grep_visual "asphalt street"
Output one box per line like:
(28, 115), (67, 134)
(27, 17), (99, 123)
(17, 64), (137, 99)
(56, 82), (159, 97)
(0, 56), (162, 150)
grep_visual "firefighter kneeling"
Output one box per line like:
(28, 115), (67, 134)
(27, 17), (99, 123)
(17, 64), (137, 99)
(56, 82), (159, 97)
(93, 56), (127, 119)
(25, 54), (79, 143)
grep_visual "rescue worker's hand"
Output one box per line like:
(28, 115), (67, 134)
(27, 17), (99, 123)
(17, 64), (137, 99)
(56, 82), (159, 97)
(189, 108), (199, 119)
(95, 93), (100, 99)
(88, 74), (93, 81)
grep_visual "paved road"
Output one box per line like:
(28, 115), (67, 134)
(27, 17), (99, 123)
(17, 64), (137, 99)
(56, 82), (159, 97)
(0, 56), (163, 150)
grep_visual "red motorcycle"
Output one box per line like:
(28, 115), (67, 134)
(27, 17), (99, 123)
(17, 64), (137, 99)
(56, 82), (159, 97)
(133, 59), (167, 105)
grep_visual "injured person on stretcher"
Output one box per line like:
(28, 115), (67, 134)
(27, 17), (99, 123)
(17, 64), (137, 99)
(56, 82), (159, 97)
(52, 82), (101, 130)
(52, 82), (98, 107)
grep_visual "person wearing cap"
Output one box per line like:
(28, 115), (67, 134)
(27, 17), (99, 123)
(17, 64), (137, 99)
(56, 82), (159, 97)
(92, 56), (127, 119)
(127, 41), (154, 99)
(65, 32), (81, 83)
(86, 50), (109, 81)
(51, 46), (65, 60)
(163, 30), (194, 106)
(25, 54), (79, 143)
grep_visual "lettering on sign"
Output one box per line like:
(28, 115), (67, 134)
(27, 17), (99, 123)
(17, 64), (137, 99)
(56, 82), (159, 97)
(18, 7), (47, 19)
* * * *
**PROMPT**
Count the lines above that contain the string "person" and reply with only that number.

**WORKED SOLUTION**
2